What the task asks:
Copy the data below, replacing every occurrence of "set one pin" with "place one marker" and leaving everything else unchanged.

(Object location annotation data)
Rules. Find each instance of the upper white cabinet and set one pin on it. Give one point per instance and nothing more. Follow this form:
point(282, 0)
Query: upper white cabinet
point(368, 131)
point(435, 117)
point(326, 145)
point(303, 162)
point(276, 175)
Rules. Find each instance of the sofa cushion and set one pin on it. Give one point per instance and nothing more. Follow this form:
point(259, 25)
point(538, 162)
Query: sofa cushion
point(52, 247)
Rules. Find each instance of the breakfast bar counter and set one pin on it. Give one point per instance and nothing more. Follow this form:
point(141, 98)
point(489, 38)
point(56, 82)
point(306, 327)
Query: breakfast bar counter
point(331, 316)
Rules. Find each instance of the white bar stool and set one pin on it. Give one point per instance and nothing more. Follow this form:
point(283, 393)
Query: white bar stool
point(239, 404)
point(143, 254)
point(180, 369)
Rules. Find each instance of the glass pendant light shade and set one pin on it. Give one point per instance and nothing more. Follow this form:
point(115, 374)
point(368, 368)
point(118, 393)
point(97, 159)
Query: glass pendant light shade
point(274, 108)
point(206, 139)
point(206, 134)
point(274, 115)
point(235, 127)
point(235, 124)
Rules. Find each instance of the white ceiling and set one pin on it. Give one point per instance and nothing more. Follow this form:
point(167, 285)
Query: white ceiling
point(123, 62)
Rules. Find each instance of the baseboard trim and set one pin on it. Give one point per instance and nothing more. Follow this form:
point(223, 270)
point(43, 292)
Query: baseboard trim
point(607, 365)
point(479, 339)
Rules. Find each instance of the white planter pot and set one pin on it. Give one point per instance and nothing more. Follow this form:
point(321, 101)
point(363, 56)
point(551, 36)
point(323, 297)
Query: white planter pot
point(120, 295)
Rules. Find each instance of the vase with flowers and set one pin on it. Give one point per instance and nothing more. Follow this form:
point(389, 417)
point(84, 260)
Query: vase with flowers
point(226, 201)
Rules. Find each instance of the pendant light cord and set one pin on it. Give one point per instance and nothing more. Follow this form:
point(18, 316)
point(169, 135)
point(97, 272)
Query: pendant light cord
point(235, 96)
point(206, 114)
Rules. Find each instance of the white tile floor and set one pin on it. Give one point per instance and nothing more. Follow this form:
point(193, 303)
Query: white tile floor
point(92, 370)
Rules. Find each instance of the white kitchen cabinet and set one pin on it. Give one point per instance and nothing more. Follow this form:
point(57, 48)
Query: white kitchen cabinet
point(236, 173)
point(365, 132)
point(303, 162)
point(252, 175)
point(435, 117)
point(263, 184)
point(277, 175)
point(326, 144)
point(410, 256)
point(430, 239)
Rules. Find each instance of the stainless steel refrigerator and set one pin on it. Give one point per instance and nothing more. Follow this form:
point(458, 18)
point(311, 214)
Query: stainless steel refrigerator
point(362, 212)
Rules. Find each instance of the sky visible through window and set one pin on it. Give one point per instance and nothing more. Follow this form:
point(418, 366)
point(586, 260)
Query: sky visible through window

Expected output:
Rules. Find each instance of the upper white cabinet and place one marker on it. Give one point per instance and nothing more. Follow this form:
point(282, 0)
Query: upper white cabinet
point(368, 131)
point(435, 117)
point(326, 145)
point(303, 162)
point(276, 175)
Rules. Find each instance of the sofa cushion and place one marker on it. Give one point per instance and nothing more. Follow this form:
point(259, 25)
point(538, 162)
Query: sofa cushion
point(52, 247)
Rules. Find each instance of the breakfast bar counter and place one marker on it. Give one point per instance and nothing more. Follow this form:
point(141, 98)
point(489, 38)
point(56, 82)
point(306, 327)
Query: breakfast bar counter
point(331, 316)
Rules. Find each instance of the white bar stool and place one marker on it. Give one point per instance and nothing more. Follow this form:
point(283, 393)
Query: white bar stool
point(239, 404)
point(143, 254)
point(180, 369)
Rules. Find each instance of the glass pendant light shade and place one marker on it. Give one point per instance and nothing more. Follow this form:
point(115, 374)
point(368, 368)
point(118, 393)
point(97, 159)
Query: glass pendant light shade
point(274, 108)
point(206, 139)
point(206, 134)
point(274, 115)
point(235, 127)
point(235, 124)
Rules. Find each instance of the white ceiling and place one marker on it. Give one point per instance and nothing more. Follow this form:
point(167, 285)
Query: white ceiling
point(123, 62)
Rules. Find each instance of the baseboard trim and place one marker on it. Give one point per instance and nothing more. Follow this form:
point(223, 270)
point(43, 292)
Query: baseboard trim
point(607, 365)
point(479, 339)
Rules. Find each instance of the white planter pot and place one marker on it. Give one point per instance and nothing more. Follow this form:
point(321, 101)
point(363, 56)
point(551, 36)
point(323, 297)
Query: white planter pot
point(120, 295)
Rules. Find each instance of the vase with flowers and place one marker on it. Give one point per instance and nothing more. Follow this form:
point(389, 417)
point(84, 260)
Query: vase with flowers
point(226, 201)
Rules. Find each instance of the pendant light cord and place one marker on it. Give one point per instance and nothing more. Follow this form:
point(18, 316)
point(169, 135)
point(97, 272)
Query: pendant light cord
point(235, 96)
point(206, 114)
Rules. Find each instance of the white tile floor and place one marker on it. Give one point per instance and nothing more. Follow this form:
point(193, 303)
Query: white tile floor
point(92, 370)
Rules. Find each instance of the white kitchen cabinet and place one marker on it. Give one point per instance and nothing more. Follow this form:
point(57, 48)
Query: white kitchen cabinet
point(236, 173)
point(365, 132)
point(303, 162)
point(252, 175)
point(435, 117)
point(263, 184)
point(277, 175)
point(326, 144)
point(410, 256)
point(430, 239)
Rules. Find each instance of the stainless steel refrigerator and place one marker on it. Give one point per instance and nothing more. Follow this form:
point(458, 18)
point(311, 214)
Query: stainless steel refrigerator
point(362, 212)
Rules. Find each instance of the sky visible through window and place one marker on it. Give one point per instance and nothing more. Follow this form:
point(418, 366)
point(586, 260)
Query: sky visible through window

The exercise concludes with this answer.